What the exercise asks:
Count how many lines in the items below contain the string "blue", matching case exactly. Reply with that number alone.
— Start Information given —
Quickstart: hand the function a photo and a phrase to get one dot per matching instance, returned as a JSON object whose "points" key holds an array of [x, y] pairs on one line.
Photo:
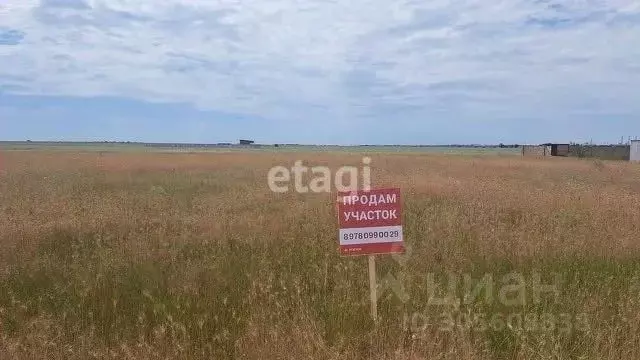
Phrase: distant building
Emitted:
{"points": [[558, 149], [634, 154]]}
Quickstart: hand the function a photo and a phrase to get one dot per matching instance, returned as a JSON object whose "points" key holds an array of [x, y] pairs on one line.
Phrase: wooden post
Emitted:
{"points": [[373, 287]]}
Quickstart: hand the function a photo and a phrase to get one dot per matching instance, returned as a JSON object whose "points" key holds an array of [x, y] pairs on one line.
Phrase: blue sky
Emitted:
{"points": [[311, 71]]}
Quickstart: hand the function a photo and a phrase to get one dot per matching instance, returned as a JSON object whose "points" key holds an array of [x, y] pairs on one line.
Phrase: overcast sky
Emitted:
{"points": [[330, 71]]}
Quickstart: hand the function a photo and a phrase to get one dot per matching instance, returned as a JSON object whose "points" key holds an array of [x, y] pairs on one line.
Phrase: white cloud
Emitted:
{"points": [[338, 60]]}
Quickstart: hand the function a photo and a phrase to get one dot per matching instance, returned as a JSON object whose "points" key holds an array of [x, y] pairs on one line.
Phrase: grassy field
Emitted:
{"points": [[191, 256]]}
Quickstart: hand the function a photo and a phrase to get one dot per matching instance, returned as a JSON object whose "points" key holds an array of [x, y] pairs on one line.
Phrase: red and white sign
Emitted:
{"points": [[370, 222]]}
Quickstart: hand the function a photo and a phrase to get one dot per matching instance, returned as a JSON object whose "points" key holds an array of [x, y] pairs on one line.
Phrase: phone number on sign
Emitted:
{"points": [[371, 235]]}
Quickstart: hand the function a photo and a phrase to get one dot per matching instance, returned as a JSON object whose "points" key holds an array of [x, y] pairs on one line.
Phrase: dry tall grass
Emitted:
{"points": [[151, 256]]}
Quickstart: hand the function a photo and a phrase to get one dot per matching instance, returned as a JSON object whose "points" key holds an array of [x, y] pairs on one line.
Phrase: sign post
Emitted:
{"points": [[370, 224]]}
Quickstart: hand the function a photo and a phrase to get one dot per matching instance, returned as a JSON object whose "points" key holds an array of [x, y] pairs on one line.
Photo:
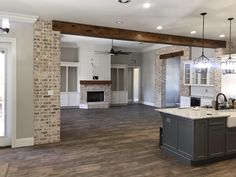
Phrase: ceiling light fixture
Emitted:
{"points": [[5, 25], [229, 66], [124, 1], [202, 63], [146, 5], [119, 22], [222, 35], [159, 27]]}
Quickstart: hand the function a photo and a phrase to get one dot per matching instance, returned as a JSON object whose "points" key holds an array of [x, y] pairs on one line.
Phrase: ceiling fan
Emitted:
— End Information given —
— Start Information given —
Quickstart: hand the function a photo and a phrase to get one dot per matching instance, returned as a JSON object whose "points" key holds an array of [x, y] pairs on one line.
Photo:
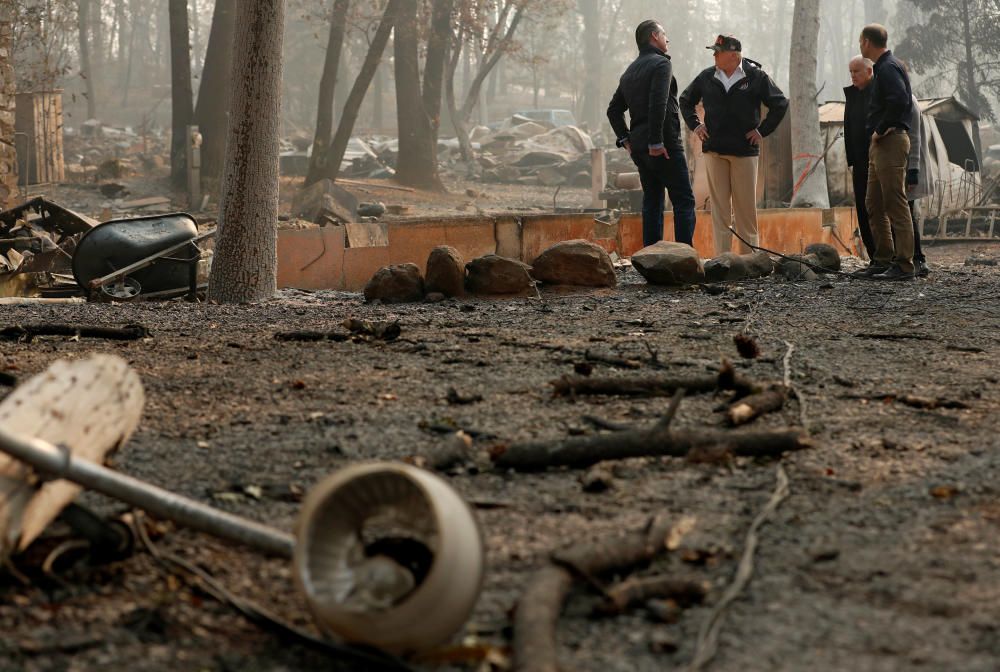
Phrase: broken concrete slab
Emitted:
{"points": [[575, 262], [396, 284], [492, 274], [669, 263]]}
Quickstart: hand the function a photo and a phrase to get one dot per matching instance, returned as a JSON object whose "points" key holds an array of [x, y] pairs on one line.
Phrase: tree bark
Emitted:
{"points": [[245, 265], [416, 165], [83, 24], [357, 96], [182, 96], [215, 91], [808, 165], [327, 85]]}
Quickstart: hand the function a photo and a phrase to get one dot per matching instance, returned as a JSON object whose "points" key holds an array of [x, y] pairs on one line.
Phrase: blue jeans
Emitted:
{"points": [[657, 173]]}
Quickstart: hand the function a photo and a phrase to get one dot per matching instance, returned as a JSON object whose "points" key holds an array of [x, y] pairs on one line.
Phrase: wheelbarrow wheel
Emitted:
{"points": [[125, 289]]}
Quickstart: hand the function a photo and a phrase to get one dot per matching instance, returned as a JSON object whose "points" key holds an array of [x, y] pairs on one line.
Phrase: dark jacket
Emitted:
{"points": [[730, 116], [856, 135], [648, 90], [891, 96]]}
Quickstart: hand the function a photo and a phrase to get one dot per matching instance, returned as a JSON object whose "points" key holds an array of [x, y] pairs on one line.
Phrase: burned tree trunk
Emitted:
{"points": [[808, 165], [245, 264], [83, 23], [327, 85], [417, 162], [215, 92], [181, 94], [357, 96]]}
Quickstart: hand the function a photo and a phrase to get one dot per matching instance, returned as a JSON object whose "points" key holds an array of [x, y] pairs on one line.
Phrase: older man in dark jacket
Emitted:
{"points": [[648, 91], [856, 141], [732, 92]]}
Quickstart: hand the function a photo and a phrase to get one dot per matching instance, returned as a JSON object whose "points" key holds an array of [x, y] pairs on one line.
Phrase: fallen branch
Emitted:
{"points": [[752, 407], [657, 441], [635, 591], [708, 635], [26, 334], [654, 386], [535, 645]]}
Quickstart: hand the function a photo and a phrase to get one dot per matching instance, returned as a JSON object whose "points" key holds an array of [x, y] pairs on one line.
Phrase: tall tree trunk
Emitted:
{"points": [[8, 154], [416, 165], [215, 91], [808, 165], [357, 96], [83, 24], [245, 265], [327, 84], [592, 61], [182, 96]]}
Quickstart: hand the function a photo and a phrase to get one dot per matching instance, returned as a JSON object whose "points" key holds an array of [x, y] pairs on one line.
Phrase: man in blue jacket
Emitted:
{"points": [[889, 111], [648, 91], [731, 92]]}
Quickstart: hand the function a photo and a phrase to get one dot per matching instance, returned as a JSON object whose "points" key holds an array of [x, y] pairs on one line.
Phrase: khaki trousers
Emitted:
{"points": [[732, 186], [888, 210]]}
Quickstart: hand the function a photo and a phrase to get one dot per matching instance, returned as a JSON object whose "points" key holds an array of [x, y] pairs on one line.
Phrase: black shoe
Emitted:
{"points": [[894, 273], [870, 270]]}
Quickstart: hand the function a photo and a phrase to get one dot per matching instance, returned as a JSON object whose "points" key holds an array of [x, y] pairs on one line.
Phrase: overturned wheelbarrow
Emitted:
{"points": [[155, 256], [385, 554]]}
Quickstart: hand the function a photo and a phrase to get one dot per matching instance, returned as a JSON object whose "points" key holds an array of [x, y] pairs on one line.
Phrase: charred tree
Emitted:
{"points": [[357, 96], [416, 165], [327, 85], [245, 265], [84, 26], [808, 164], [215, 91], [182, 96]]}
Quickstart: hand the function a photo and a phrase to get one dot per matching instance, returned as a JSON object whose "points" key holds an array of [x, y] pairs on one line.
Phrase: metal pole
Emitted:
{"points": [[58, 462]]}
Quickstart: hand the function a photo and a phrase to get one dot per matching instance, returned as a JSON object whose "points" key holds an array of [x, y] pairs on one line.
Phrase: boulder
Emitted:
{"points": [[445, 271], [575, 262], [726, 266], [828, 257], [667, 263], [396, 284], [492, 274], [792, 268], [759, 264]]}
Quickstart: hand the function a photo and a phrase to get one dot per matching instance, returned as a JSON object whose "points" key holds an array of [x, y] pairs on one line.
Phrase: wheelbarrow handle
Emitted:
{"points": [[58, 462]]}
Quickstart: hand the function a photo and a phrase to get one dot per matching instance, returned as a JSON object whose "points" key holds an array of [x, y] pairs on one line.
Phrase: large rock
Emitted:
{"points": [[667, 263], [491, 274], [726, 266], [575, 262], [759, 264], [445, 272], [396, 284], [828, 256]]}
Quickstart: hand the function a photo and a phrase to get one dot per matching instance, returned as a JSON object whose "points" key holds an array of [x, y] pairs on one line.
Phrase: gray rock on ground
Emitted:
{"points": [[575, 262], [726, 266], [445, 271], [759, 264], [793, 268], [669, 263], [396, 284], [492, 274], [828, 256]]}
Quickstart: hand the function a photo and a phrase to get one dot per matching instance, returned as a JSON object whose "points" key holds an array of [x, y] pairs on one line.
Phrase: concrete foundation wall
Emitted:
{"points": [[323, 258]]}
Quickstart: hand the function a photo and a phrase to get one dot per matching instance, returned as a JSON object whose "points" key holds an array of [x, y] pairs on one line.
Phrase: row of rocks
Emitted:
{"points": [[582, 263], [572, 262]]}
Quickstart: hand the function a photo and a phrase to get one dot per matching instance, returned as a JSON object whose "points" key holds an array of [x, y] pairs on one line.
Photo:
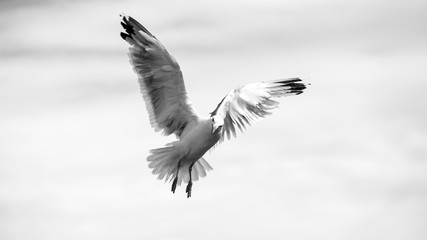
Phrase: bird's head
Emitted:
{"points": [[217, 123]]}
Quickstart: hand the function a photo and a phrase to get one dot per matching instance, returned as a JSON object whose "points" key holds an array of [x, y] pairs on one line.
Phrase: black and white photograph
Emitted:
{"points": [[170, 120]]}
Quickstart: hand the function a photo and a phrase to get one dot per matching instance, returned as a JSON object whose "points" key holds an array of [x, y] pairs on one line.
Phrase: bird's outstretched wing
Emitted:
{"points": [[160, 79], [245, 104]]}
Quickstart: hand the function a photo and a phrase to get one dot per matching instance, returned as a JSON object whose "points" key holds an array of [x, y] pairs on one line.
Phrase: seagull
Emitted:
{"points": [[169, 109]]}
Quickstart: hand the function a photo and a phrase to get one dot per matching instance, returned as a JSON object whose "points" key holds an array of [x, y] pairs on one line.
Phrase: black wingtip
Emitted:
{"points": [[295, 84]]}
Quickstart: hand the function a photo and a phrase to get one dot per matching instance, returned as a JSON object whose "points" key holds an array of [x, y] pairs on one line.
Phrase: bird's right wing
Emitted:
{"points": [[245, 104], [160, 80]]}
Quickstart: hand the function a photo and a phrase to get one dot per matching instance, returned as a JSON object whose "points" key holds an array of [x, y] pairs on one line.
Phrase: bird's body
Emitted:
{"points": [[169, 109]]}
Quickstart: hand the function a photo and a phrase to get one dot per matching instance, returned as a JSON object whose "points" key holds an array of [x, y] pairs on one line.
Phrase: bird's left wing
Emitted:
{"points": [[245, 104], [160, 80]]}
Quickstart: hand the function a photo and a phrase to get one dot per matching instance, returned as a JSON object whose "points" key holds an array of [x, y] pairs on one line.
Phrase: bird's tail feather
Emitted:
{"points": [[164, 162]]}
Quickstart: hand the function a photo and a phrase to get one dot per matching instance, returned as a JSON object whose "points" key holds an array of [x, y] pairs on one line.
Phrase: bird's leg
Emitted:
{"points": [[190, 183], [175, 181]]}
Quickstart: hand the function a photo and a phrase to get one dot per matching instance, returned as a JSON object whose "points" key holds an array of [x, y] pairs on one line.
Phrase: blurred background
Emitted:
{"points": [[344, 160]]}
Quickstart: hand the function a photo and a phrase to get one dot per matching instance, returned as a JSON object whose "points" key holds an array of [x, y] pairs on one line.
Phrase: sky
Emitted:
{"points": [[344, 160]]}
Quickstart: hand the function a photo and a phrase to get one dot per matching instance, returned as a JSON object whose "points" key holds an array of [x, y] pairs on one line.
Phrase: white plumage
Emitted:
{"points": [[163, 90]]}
— End Information given —
Answer to this problem:
3